_Work task_
Reproduce each record exactly.

_Point localization data_

# # # #

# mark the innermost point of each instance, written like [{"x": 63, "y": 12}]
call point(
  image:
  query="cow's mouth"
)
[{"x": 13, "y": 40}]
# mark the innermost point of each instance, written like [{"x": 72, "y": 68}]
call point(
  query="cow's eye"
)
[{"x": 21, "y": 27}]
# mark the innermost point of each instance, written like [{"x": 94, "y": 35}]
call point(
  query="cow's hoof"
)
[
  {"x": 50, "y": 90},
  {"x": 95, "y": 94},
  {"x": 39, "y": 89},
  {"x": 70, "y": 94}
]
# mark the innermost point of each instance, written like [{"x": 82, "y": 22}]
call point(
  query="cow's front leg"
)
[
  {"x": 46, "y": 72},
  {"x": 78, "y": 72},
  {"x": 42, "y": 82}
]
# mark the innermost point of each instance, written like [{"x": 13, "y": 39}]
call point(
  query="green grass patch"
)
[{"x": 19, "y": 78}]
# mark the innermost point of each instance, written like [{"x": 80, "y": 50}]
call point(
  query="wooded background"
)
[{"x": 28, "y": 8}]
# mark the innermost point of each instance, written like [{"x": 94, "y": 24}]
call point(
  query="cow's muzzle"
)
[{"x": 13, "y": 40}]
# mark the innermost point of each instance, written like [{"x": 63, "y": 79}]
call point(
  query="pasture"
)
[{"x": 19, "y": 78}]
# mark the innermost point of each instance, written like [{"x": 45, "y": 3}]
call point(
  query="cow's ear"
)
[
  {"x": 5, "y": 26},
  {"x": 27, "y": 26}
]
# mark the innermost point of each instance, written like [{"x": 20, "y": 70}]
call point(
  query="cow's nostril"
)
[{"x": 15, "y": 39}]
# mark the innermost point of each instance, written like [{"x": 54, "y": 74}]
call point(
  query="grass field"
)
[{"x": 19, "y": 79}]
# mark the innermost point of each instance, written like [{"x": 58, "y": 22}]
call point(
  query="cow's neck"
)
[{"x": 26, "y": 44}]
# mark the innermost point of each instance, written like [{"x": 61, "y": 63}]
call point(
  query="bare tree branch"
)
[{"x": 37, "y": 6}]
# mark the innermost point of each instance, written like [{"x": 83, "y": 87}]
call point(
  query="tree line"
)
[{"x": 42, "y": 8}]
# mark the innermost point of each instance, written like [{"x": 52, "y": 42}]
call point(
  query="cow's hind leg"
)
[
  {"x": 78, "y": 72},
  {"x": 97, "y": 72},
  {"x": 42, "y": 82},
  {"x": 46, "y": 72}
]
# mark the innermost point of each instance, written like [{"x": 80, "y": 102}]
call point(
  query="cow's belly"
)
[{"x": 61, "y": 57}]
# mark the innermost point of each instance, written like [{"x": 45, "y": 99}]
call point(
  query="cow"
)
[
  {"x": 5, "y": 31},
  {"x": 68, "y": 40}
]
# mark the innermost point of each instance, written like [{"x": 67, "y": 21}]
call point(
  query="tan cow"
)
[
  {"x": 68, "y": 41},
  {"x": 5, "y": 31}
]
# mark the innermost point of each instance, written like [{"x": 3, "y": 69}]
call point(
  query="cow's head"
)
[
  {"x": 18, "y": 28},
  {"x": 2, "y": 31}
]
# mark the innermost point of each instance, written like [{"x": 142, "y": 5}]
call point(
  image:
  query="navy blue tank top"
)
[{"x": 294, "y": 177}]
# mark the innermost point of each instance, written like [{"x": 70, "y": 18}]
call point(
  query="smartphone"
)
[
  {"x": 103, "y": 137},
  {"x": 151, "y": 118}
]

# # # #

_Result_
# mark the innermost point of each instance, written like [{"x": 63, "y": 12}]
call point(
  image:
  query="cow's mouth"
)
[{"x": 13, "y": 40}]
# mark the innermost point of each instance, written like [{"x": 72, "y": 68}]
call point(
  query="cow's eye"
)
[{"x": 21, "y": 27}]
# mark the innermost point of each instance, written like [{"x": 94, "y": 35}]
call point(
  query="cow's hoof"
)
[
  {"x": 50, "y": 90},
  {"x": 95, "y": 94},
  {"x": 39, "y": 89},
  {"x": 70, "y": 94}
]
# mark the innermost point of each instance, written like [{"x": 82, "y": 22}]
call point(
  query="cow's front leg"
)
[
  {"x": 46, "y": 72},
  {"x": 78, "y": 72},
  {"x": 42, "y": 82}
]
# mark the innermost point of each instance, written like [{"x": 13, "y": 39}]
call point(
  query="green grass patch"
)
[{"x": 19, "y": 78}]
# mark the innermost point of each instance, written like [{"x": 80, "y": 50}]
call point(
  query="wooded background"
)
[{"x": 28, "y": 8}]
# mark the innermost point of each instance, written like [{"x": 94, "y": 24}]
call point(
  query="cow's muzzle"
)
[{"x": 13, "y": 40}]
# mark the innermost point of each instance, written like [{"x": 63, "y": 79}]
call point(
  query="pasture"
)
[{"x": 19, "y": 78}]
# mark the innermost point of each instance, written like [{"x": 45, "y": 3}]
call point(
  query="cow's ear"
)
[
  {"x": 5, "y": 26},
  {"x": 27, "y": 26}
]
# mark the innermost point of each instance, written like [{"x": 20, "y": 70}]
call point(
  query="cow's nostril"
)
[{"x": 15, "y": 39}]
# mark the innermost point of each instance, written like [{"x": 54, "y": 74}]
call point(
  query="grass field"
)
[{"x": 19, "y": 79}]
# mark the innermost point of each instance, written like [{"x": 58, "y": 22}]
call point(
  query="cow's neck"
)
[{"x": 26, "y": 44}]
# mark the innermost point of each instance, written like [{"x": 61, "y": 63}]
call point(
  query="bare tree branch"
)
[{"x": 37, "y": 6}]
# mark the innermost point of each instance, written like [{"x": 83, "y": 87}]
call point(
  query="tree line"
)
[{"x": 42, "y": 8}]
# mark the innermost point of each instance, written like [{"x": 52, "y": 42}]
call point(
  query="cow's hind leg"
)
[
  {"x": 78, "y": 72},
  {"x": 97, "y": 72},
  {"x": 42, "y": 82},
  {"x": 46, "y": 72}
]
# mark the innermost point of each instance, written like [{"x": 80, "y": 102}]
call point(
  query="cow's belly"
)
[{"x": 61, "y": 57}]
# mark the innermost point of each instance, written like [{"x": 45, "y": 99}]
call point(
  query="cow"
)
[
  {"x": 5, "y": 31},
  {"x": 68, "y": 40}
]
# mark the innermost point of each instance, written like [{"x": 67, "y": 21}]
call point(
  query="tan cow"
)
[
  {"x": 68, "y": 41},
  {"x": 5, "y": 31}
]
# mark the innermost point of each instance, written like [{"x": 3, "y": 69}]
call point(
  query="cow's head"
)
[
  {"x": 18, "y": 28},
  {"x": 2, "y": 31}
]
# mark the innermost point of each instance, written like [{"x": 142, "y": 5}]
call point(
  image:
  query="navy blue tank top"
)
[{"x": 294, "y": 177}]
# mark the innermost point of each instance, written like [{"x": 70, "y": 18}]
call point(
  query="smartphone"
)
[
  {"x": 103, "y": 137},
  {"x": 151, "y": 118}
]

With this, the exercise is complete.